◆ Task input
::::::

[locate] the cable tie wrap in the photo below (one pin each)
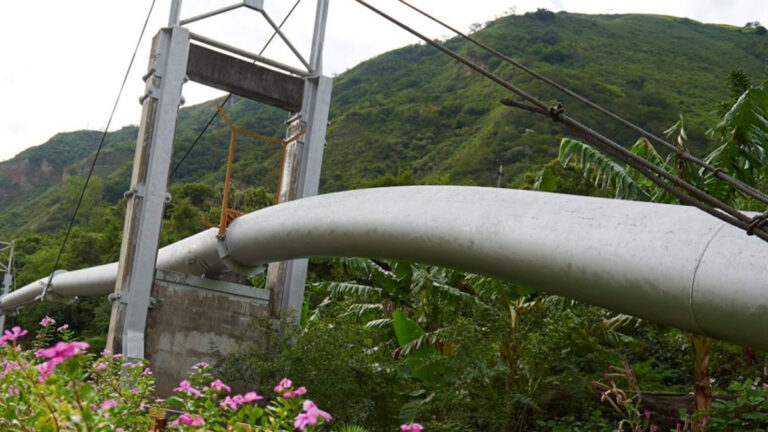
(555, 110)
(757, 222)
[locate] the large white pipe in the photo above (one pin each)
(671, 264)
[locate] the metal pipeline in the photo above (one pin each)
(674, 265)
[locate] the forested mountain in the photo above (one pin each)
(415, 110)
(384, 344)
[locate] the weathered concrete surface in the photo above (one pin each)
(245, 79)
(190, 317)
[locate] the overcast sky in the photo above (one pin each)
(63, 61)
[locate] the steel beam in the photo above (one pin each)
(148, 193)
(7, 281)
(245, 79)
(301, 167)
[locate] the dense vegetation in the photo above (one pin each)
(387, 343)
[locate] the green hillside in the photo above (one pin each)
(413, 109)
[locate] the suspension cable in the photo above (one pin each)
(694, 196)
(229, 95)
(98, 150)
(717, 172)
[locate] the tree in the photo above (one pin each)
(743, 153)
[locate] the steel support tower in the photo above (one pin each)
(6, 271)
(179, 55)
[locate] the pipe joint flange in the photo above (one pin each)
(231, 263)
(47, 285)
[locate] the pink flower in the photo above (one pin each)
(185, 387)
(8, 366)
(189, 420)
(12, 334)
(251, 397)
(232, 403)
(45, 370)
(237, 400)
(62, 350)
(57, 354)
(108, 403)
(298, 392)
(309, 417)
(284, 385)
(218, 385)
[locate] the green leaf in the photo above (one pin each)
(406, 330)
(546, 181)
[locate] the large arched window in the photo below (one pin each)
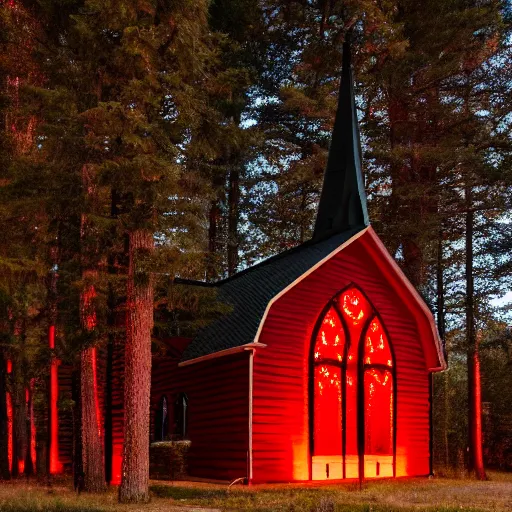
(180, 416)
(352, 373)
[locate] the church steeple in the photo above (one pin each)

::::::

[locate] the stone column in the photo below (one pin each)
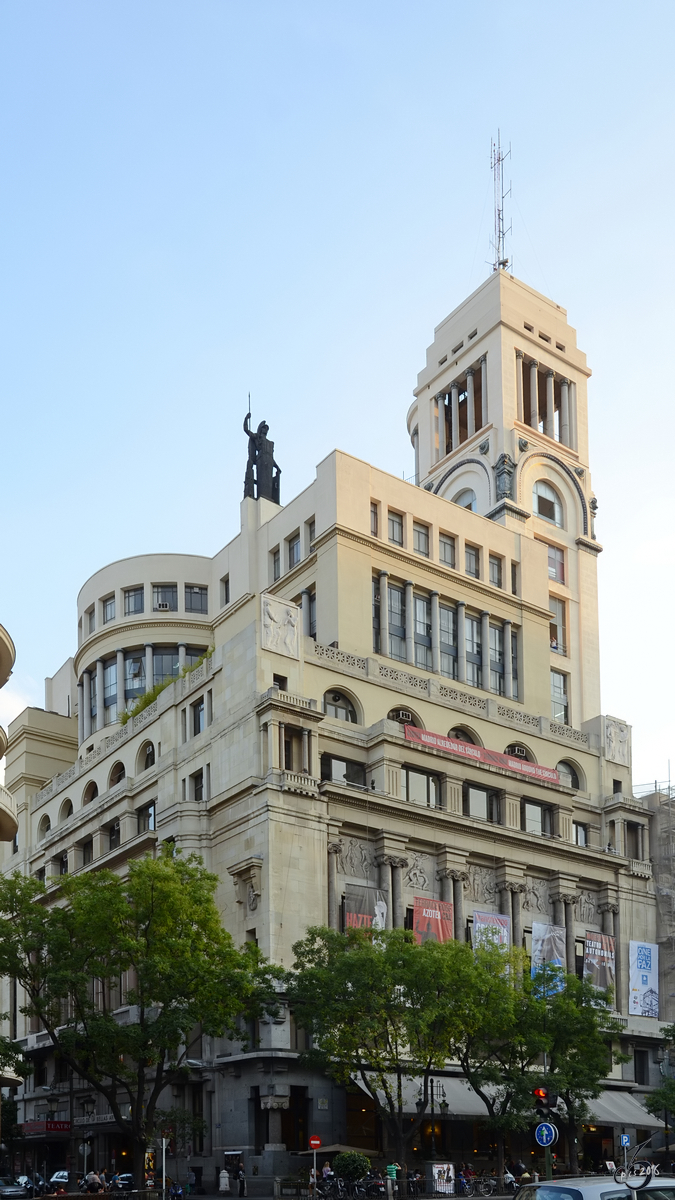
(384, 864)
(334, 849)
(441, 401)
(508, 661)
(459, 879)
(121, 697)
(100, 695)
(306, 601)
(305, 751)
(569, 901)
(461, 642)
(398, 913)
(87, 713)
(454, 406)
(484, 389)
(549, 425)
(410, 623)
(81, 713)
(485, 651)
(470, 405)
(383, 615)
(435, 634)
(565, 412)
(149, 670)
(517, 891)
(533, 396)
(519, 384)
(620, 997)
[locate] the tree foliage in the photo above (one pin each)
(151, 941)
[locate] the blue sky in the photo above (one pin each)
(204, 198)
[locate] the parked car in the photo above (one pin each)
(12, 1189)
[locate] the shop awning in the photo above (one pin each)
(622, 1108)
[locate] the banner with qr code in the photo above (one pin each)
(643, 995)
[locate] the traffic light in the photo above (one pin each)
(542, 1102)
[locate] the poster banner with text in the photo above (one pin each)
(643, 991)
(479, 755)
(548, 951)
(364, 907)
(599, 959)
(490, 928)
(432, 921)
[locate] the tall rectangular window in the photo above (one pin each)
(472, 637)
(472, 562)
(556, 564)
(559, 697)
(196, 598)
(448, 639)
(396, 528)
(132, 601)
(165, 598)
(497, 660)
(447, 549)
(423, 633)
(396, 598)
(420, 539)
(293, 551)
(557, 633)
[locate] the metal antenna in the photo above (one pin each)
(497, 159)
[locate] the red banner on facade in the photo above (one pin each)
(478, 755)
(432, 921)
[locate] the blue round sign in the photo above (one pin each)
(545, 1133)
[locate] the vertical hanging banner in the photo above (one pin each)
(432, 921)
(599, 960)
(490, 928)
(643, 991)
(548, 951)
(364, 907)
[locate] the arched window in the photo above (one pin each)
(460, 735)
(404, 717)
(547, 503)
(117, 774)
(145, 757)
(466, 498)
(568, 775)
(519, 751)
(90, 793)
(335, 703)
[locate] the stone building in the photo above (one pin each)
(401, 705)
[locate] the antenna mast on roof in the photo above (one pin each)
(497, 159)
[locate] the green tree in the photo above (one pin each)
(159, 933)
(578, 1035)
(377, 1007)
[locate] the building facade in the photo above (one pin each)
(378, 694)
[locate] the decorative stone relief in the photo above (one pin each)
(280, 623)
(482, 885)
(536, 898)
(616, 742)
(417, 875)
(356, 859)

::::::

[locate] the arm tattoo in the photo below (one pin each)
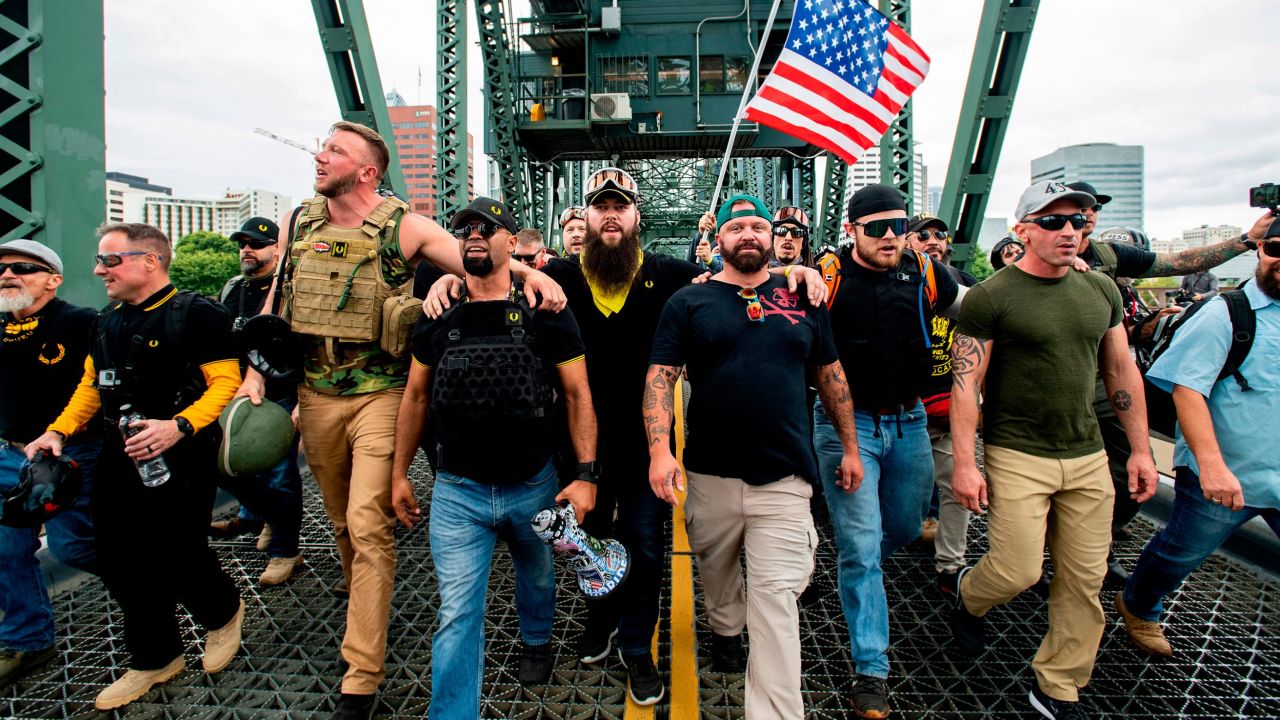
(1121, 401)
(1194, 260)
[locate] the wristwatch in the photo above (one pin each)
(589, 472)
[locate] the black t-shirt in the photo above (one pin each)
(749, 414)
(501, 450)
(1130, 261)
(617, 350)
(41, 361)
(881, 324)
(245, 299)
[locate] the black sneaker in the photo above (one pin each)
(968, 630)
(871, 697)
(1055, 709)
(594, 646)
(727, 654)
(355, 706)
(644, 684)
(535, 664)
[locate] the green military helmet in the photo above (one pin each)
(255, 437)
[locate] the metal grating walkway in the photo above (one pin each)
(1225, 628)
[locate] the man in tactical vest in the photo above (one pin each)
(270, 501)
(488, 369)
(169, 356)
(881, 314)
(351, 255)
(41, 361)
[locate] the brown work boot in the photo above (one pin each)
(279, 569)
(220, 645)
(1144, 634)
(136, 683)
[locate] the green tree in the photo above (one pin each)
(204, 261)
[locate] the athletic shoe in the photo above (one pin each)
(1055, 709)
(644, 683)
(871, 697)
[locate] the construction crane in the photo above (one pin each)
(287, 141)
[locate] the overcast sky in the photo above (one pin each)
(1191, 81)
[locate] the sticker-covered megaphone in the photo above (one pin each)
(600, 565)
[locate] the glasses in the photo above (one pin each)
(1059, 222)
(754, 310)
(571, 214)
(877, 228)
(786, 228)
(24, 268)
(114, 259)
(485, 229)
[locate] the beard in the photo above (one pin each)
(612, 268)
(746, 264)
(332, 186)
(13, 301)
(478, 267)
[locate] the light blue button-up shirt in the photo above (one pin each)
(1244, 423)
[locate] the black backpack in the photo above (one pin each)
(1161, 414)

::::::

Find each line above that contains the word "metal" and copy it.

[locate] the metal pipeline in the photo above (one pin each)
[locate] the metal antenna in the photo above (one pin each)
[locate] the metal grating walkway in the photo above (one pin each)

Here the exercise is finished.